Stored data entries:
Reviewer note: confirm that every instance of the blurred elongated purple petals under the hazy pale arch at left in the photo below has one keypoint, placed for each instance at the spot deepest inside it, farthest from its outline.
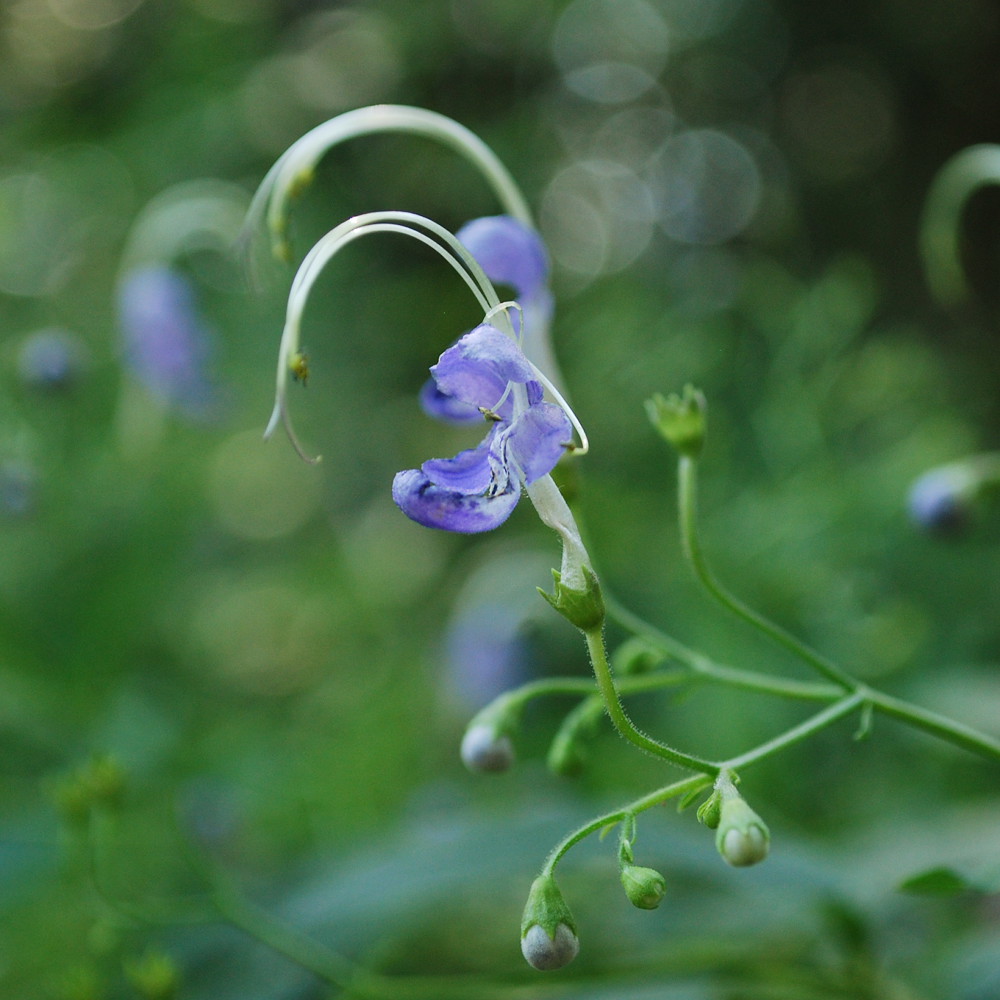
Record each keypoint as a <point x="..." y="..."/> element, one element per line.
<point x="166" y="344"/>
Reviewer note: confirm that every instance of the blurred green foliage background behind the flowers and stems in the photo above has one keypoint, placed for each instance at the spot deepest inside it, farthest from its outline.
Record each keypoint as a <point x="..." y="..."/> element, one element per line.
<point x="259" y="643"/>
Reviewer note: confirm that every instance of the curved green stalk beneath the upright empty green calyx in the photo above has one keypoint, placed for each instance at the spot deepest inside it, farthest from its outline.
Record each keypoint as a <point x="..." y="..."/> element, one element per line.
<point x="688" y="497"/>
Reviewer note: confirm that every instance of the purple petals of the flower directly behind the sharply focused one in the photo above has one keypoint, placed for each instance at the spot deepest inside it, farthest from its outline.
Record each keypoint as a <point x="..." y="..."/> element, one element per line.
<point x="513" y="254"/>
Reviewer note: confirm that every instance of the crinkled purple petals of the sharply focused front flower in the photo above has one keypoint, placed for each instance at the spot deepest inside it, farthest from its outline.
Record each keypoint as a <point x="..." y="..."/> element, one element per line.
<point x="478" y="488"/>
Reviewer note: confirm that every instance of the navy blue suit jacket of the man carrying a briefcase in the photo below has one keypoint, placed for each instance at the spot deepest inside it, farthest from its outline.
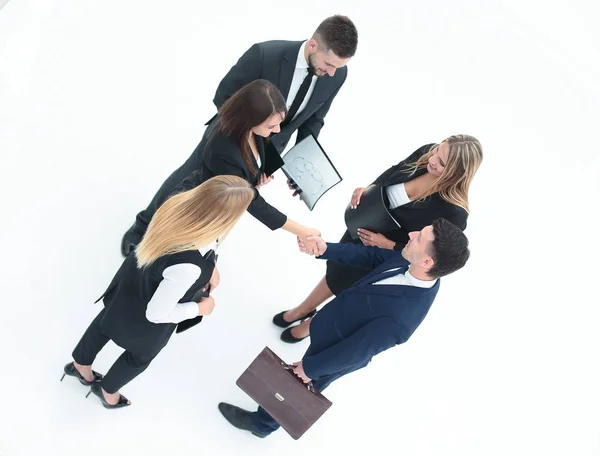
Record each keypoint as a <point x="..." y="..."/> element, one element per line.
<point x="365" y="319"/>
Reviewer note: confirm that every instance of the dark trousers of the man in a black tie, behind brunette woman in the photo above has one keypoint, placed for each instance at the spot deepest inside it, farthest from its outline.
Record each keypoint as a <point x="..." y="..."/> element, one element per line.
<point x="193" y="163"/>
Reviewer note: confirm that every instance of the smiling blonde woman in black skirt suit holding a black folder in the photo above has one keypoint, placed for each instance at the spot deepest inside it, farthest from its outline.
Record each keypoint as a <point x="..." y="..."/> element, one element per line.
<point x="433" y="182"/>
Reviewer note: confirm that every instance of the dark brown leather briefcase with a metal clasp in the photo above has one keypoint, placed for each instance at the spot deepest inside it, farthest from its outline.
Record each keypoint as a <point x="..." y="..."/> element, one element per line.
<point x="295" y="405"/>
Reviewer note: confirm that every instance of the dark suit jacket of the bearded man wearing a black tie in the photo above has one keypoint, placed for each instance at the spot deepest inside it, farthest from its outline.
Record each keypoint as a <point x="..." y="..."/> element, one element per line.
<point x="275" y="61"/>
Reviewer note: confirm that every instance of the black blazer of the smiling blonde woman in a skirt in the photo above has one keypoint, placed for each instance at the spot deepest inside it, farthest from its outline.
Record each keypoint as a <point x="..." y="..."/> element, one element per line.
<point x="415" y="215"/>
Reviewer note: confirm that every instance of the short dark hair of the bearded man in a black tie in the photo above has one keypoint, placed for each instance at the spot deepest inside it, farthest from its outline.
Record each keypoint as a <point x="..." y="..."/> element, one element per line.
<point x="339" y="34"/>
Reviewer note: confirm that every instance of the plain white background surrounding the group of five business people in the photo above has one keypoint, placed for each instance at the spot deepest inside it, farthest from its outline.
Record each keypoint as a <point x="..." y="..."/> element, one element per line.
<point x="101" y="100"/>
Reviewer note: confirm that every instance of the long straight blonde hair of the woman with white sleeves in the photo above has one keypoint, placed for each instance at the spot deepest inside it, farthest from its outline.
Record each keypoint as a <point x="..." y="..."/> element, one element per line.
<point x="193" y="219"/>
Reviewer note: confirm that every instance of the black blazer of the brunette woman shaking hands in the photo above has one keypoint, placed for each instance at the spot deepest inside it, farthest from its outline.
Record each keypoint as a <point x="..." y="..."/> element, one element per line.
<point x="222" y="156"/>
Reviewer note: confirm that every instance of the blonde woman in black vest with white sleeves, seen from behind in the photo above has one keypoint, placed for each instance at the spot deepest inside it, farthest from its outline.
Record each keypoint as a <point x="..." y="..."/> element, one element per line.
<point x="152" y="291"/>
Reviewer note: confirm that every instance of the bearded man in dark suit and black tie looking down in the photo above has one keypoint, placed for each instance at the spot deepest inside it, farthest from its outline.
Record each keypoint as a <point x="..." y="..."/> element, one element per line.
<point x="309" y="75"/>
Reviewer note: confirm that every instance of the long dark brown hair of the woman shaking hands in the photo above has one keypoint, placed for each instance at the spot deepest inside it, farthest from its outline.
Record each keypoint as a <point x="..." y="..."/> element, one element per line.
<point x="248" y="107"/>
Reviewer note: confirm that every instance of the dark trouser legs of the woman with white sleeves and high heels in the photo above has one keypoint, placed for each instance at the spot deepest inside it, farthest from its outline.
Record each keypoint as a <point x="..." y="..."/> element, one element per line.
<point x="126" y="367"/>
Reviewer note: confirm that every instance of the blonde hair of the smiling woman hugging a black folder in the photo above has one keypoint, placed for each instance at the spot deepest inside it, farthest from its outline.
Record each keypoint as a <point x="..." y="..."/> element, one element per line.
<point x="464" y="157"/>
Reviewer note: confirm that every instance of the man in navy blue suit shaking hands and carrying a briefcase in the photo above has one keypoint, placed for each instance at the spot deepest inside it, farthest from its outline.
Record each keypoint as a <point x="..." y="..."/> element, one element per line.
<point x="378" y="312"/>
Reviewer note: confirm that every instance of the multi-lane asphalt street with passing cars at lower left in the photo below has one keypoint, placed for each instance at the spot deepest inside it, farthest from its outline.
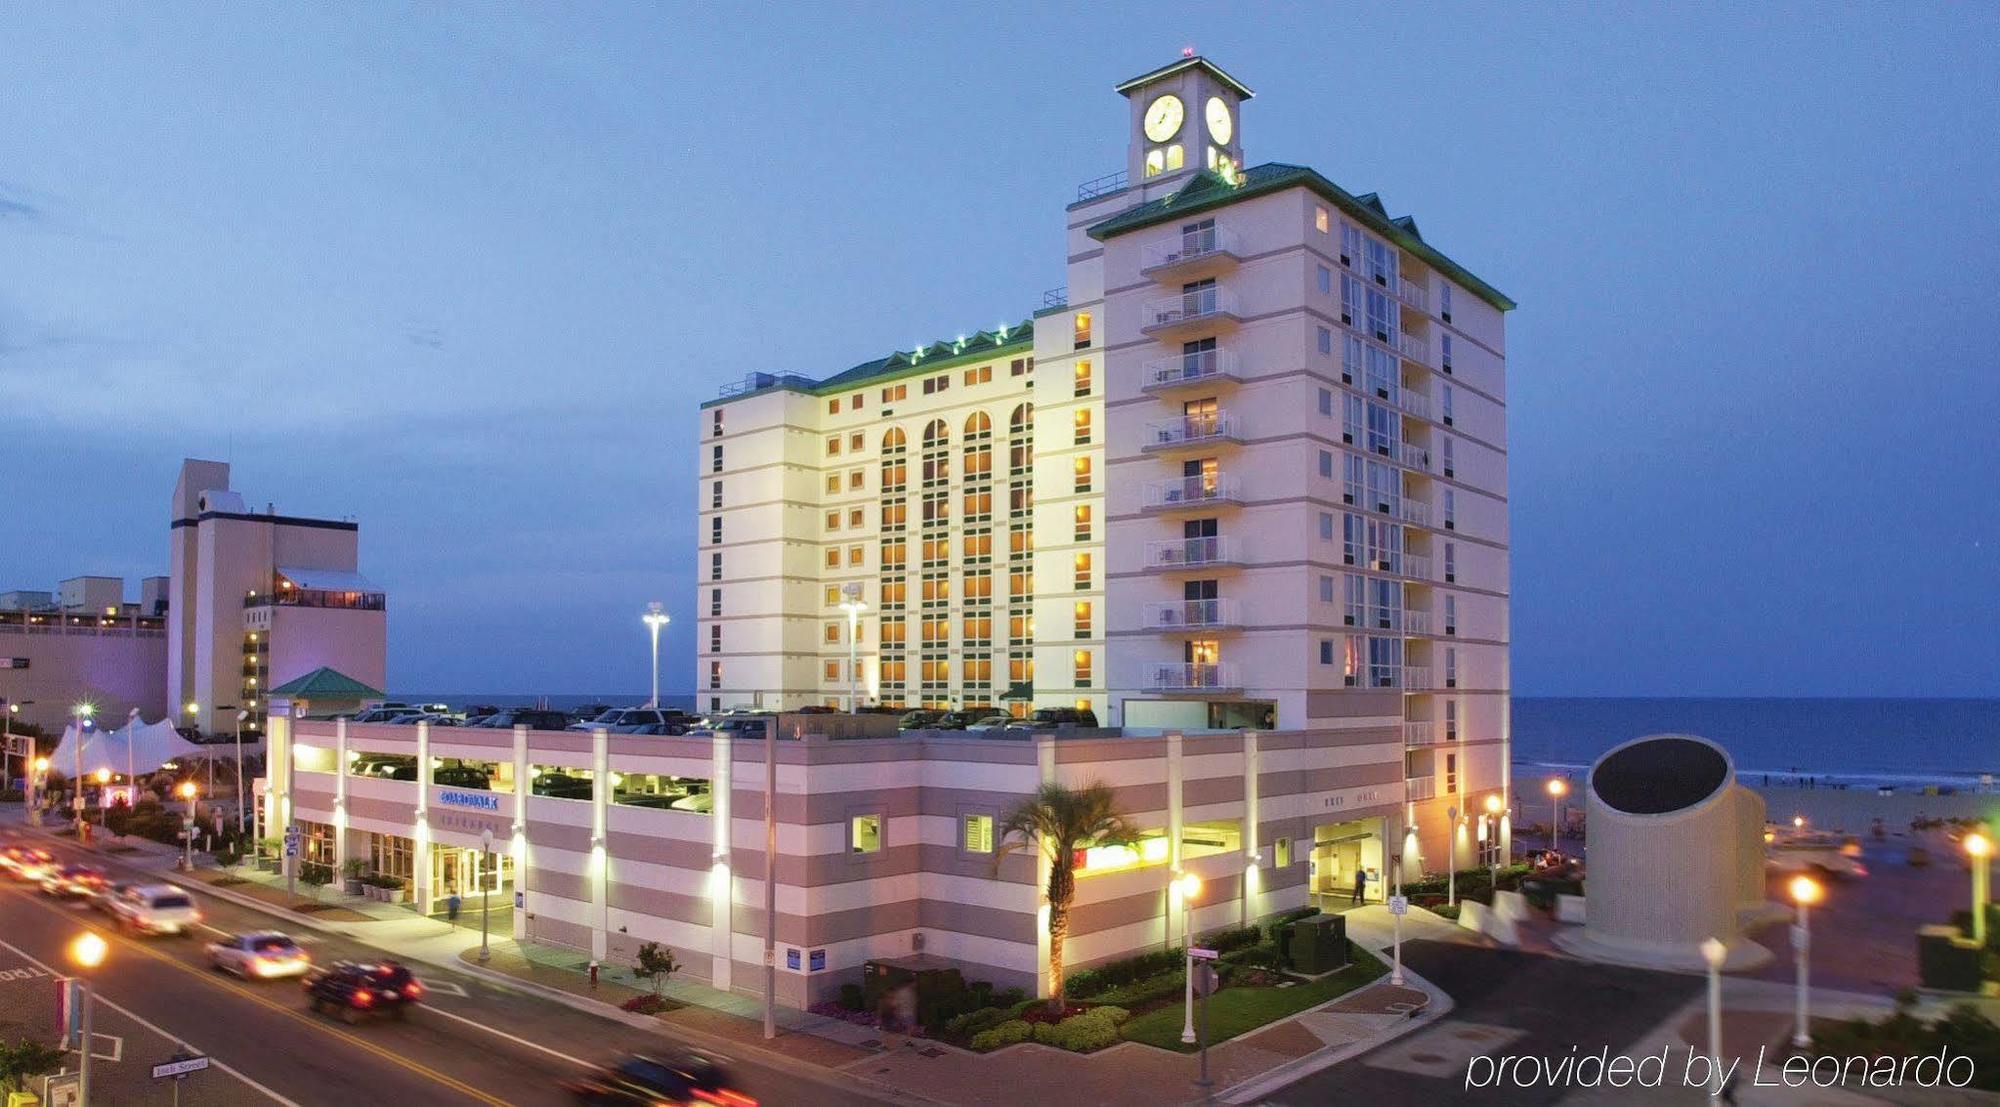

## Required action
Every line above should be copied exactly; do not carry over the pictures.

## Response area
Reviewer note: confirm that every instance of the blurred elongated purple petals under the hazy pale arch at left in the photo below has one keypoint, placed for each instance at the spot deepest inside it, farthest from its outline.
Record each keypoint as a <point x="..." y="..."/> element, one element per line.
<point x="166" y="344"/>
Reviewer note: confirm that every instance of the blurred green foliage background behind the flowers and stems in the photo above has one keypoint, placed for each instance at the spot deepest inside it, farthest from its outline.
Record each keypoint as a <point x="..." y="..."/> element, one element per line.
<point x="259" y="643"/>
Reviewer note: confirm that every instance of the curved green stalk beneath the upright empty green calyx in the photo above has one keypoint, placed for each instance at the spot deepest inside it, farthest from its outline.
Record each keypoint as a <point x="..." y="..."/> element, one element per line.
<point x="688" y="497"/>
Reviewer note: confirm that every instance of the purple petals of the flower directly behind the sharply focused one in the photo above has one keypoint, placed for each instance at the spot deepest inside it, farthest from its outline.
Record each keypoint as a <point x="..." y="..."/> element, one element per line.
<point x="513" y="254"/>
Reviewer note: confirm that every instance of the crinkled purple petals of the sharply focused front flower in the photo above has one keypoint, placed for each instance at the spot deepest inside it, farthest from its outline.
Record each keypoint as a <point x="..." y="..."/> element, one element per line.
<point x="478" y="488"/>
Reviewer note: confirm that every instance of the navy blue suit jacket of the man carrying a briefcase in the photo below has one keypoint, placed for each instance at the spot deepest inside it, farthest from its outline.
Record each keypoint as a <point x="..." y="..."/> element, one element per line.
<point x="365" y="319"/>
Reviewer note: confirm that every instance of the dark trousers of the man in a black tie, behind brunette woman in the photo above has one keypoint, placed for each instance at the spot deepest inside it, farthest from its outline.
Record each keypoint as a <point x="..." y="..."/> element, one element per line.
<point x="193" y="163"/>
Reviewer note: confirm that every instance of the smiling blonde woman in black skirt suit holding a black folder in the photo above has one keypoint, placed for each instance at the spot deepest inside it, farthest from its outline.
Record each keypoint as a <point x="..." y="..."/> element, one element per line.
<point x="433" y="182"/>
Reviewer note: confirm that every instance of the dark brown leather briefcase with a metal clasp in the photo above has one keypoint, placed for each instance at the spot deepest inside it, farthest from its outline.
Record each keypoint as a <point x="..." y="..."/> element, one element per line.
<point x="295" y="405"/>
Reviewer note: confirm that every instance of the dark suit jacket of the bearded man wearing a black tie in the photo above has one keypoint, placed for each instance at the spot deepest inside it, farthest from its outline.
Record each keypoint as a <point x="..." y="..."/> element, one element per line.
<point x="275" y="61"/>
Reviewer note: confirm that every instance of the black blazer of the smiling blonde woman in a skirt in the photo above has one keypoint, placed for each instance at the spot deepest inside it, farthest from its outline.
Record each keypoint as a <point x="..." y="..."/> element, one element per line.
<point x="415" y="215"/>
Reviewer note: confirm that every instance of the short dark hair of the bearded man in a black tie in the photo above has one keypoint, placed for each instance at the spot deepest inside it, farthest from its outline.
Record each keypoint as a <point x="..." y="..."/> element, one element per line.
<point x="339" y="34"/>
Reviewer note: confirm that every instance of the plain white background surrounding the group of five business people in the photo above has one keypoint, placed for each instance at the spot deepest inside it, farthest from its outline.
Record each keypoint as a <point x="..." y="..."/> element, one element per line.
<point x="101" y="100"/>
Reviewer note: confirm that every instance of the long straight blonde hair of the woman with white sleeves in the photo above has one keypoint, placed for each instance at the spot deepest inside it, farthest from its outline.
Record each keypoint as a <point x="..." y="..."/> element, one element per line.
<point x="193" y="219"/>
Reviewer note: confirm that every instance of the black blazer of the brunette woman shaking hands in the photo above has one keypoint, placed for each instance at the spot deepest inside it, farthest from its outline.
Record each keypoint as a <point x="..." y="..."/> element, one element per line.
<point x="222" y="156"/>
Reviewer note: confirm that every instance of the blonde woman in black vest with white sleeves, seen from behind in the photo above has one keypoint, placed for each instance at the spot deepest inside it, farthest from its outline.
Record each keypoint as a <point x="..." y="..."/> element, one element per line.
<point x="152" y="291"/>
Reviewer note: confirm that every instance of the bearded man in dark suit and black tie looking down in the photo above has one keypoint, placed for each instance at the spot deepest inside it, farthest from its outline.
Record each keypoint as a <point x="..." y="..."/> element, one element per line.
<point x="309" y="75"/>
Reviewer note: confirm that every instance of the long dark brown hair of the woman shaking hands in the photo above has one keypoint, placed for each instance at the spot deepest inside it, farthest from its outline.
Record each keypoint as a <point x="..." y="..."/> element, one element per line.
<point x="248" y="107"/>
Reviewer note: confirm that every instance of the dark trouser legs of the woman with white sleeves and high heels in the photo above has one keypoint, placed for each instance at the spot deepest inside it, farthest from its outline.
Record each keypoint as a <point x="..." y="..."/> element, one element per line.
<point x="126" y="367"/>
Reviewer note: confirm that every instance of the blonde hair of the smiling woman hugging a black folder in the photo above has one keypoint, placed for each instance at the spot deepest inside it, farthest from its outline.
Record each keypoint as a <point x="..." y="..."/> element, one element per line.
<point x="464" y="157"/>
Reviewer note: confirm that every instance of the man in navy blue suit shaking hands and carrying a briefcase in the photo above has one keypoint, placed for each instance at the spot deepest inside it, farthest from its outline.
Record each keypoint as a <point x="..." y="..."/> element, one element per line.
<point x="378" y="312"/>
Reviewer note: confirm that every instance of the multi-lane asphalt street with passing cars at lower left in the photo below has one keypoint, placed for each instance at the spot deepest inside it, farthest from its outline.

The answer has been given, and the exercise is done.